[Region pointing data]

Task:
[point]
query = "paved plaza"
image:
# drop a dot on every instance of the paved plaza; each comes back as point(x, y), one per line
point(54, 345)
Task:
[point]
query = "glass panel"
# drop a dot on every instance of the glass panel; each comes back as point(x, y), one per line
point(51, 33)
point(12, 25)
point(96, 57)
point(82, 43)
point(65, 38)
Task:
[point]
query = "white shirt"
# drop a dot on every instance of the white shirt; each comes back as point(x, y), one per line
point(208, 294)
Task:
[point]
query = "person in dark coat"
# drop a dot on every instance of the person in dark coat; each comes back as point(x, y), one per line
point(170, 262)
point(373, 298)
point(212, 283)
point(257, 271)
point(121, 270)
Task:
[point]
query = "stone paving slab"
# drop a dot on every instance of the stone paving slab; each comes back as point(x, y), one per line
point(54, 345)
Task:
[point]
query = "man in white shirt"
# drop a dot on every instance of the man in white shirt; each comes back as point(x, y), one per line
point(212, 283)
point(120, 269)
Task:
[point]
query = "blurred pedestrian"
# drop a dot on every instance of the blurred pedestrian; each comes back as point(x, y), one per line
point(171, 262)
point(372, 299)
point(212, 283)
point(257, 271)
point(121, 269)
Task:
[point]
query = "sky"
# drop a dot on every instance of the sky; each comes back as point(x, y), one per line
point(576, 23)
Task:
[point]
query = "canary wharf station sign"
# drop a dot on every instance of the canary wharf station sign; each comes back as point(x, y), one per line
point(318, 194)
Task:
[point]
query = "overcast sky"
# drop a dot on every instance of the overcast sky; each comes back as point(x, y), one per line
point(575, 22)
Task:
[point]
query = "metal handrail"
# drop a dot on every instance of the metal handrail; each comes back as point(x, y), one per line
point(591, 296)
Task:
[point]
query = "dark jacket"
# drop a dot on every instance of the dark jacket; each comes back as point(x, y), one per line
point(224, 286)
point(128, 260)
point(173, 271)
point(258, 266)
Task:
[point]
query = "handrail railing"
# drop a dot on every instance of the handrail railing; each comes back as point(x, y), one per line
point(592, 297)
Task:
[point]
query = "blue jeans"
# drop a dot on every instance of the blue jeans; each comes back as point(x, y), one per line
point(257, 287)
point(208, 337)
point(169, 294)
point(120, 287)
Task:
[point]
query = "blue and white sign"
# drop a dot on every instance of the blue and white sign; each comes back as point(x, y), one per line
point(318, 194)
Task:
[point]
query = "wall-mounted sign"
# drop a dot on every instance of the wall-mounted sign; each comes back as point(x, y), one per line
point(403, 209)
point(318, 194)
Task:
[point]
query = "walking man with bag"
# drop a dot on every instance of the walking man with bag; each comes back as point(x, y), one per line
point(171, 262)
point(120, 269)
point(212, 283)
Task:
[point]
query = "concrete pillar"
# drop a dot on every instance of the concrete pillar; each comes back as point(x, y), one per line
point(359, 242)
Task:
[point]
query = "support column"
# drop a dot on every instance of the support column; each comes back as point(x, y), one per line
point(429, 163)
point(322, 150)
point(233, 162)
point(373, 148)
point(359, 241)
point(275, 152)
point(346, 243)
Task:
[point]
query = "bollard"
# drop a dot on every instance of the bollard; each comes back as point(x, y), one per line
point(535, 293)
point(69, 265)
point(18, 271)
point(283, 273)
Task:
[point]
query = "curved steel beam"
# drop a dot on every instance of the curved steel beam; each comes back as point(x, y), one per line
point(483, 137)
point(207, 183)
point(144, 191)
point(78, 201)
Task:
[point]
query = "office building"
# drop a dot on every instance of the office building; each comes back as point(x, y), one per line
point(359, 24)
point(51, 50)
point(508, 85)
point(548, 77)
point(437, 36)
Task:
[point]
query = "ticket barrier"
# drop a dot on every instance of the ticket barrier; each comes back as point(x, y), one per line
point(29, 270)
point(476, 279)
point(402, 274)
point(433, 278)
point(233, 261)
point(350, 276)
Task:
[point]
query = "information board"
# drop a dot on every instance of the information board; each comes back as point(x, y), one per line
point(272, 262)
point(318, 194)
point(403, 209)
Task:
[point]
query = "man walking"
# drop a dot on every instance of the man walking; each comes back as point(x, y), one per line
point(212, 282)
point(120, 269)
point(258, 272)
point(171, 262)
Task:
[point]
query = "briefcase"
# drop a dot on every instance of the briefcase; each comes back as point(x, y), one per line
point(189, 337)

EXERCISE :: All the lines above are to be copied exactly, with none left out.

PROBLEM SOLUTION ::
Task:
[point]
query = "paved plaza"
image:
# drop a dot on every instance of the paved plaza; each comes back as point(x, y), one per line
point(54, 345)
Task:
[point]
query = "glass panel"
# drop a dot on every instance of the glass panel; each comes back as point(x, y), one per line
point(51, 33)
point(12, 25)
point(96, 57)
point(82, 43)
point(65, 38)
Task:
[point]
query = "white shirt"
# drop a dot on every instance of the white shirt; each comes back as point(x, y), one per line
point(208, 294)
Task:
[point]
query = "person in dark coat"
# drop a dot on every instance of the person in dark coat; each comes back as point(x, y), one per line
point(170, 262)
point(373, 298)
point(212, 283)
point(257, 271)
point(121, 270)
Task:
[point]
query = "stone paving slab"
# drop a dot on every instance of the stone paving slab; each comes back as point(x, y), one per line
point(54, 345)
Task:
[point]
query = "man in white shirt"
# drop a dot on every instance of the man in white shirt; each comes back as point(x, y), one per line
point(212, 283)
point(120, 269)
Task:
[point]
query = "blurred pedestrian"
# drop a dot on every instance of the blurred pedestrian; each comes back as point(x, y), one per line
point(171, 262)
point(372, 299)
point(212, 283)
point(257, 271)
point(121, 269)
Task:
[point]
query = "sky"
# drop a dot on every instance of the sky; each comes back as point(x, y), one per line
point(576, 23)
Task:
[point]
query = "canary wharf station sign"
# drop a dot on every instance of the canary wharf station sign; each comes back as point(x, y), one per line
point(318, 194)
Task:
[point]
query = "overcast sky"
# drop a dot on every instance of the overcast sky; each comes back as point(x, y), one per line
point(575, 22)
Task:
[point]
query = "metal handrail"
# drop a dot on every instance of the metal handrail; each comes back as point(x, y), one per line
point(591, 296)
Task:
[point]
query = "dark jacket"
# drop a dot on every instance of the dark jacket; each comes back as point(x, y), one per line
point(224, 286)
point(128, 260)
point(173, 271)
point(258, 266)
Task:
[point]
query = "handrail railing"
# drop a dot on every instance of the handrail railing; each comes back as point(x, y), one per line
point(592, 297)
Task:
[point]
query = "blue jeans"
# drop a dot on every instance of the blue jeans; each comes back as point(x, y), one per line
point(257, 287)
point(208, 337)
point(169, 294)
point(120, 287)
Task:
[point]
query = "blue and white sign"
# drop a dot on every instance of the blue and white sign; each comes back as point(x, y), one per line
point(318, 194)
Task:
[point]
query = "wall-mounted sign"
# drop a dot on every instance of the wall-mounted sign; each comes back as point(x, y), one per line
point(403, 209)
point(318, 194)
Task:
[point]
query = "walking man with bag"
# drop a dot on every instance of the walking man with bag; each comes back as point(x, y), one per line
point(171, 262)
point(120, 269)
point(212, 283)
Task:
[point]
query = "concrete pillar"
# drop a dot on every instance of the concrete pillar; each comes back as point(x, y), one per line
point(359, 242)
Task:
[point]
query = "support column"
# drop a dot on every instance of the support column; each comes back as point(x, y), one per line
point(429, 163)
point(322, 150)
point(233, 162)
point(373, 148)
point(359, 241)
point(275, 152)
point(346, 243)
Task:
[point]
query = "bollard"
# drop a dot on every instance of the bollard; each comes back as point(x, y), one per line
point(535, 293)
point(69, 265)
point(18, 271)
point(283, 273)
Task:
[point]
query = "curved steel beam"
# drop a dot on every instance of the curved steel beam; each comes back as point(x, y), one per line
point(483, 137)
point(207, 183)
point(144, 191)
point(78, 201)
Task:
[point]
query = "office building"
# drop a dot on every instance of the office building; each comes back as point(x, y), one per line
point(359, 24)
point(51, 50)
point(508, 85)
point(548, 77)
point(437, 36)
Task:
[point]
query = "ticket barrier"
# drop a dot on every instance of the ticket barrier; each comes back as point(x, y), one per line
point(29, 270)
point(476, 279)
point(402, 274)
point(433, 278)
point(233, 261)
point(350, 276)
Task:
[point]
query = "information board"
# drop a dot on every instance of the information board; each comes back as point(x, y), one per line
point(272, 262)
point(318, 194)
point(403, 209)
Task:
[point]
query = "man walking"
# drop a dot on every instance of the man walking; each comes back as point(x, y), one per line
point(212, 282)
point(120, 269)
point(258, 272)
point(171, 262)
Task:
[point]
query = "briefcase"
# drop a dot on every instance of the briefcase; each comes back as point(x, y), one per line
point(189, 337)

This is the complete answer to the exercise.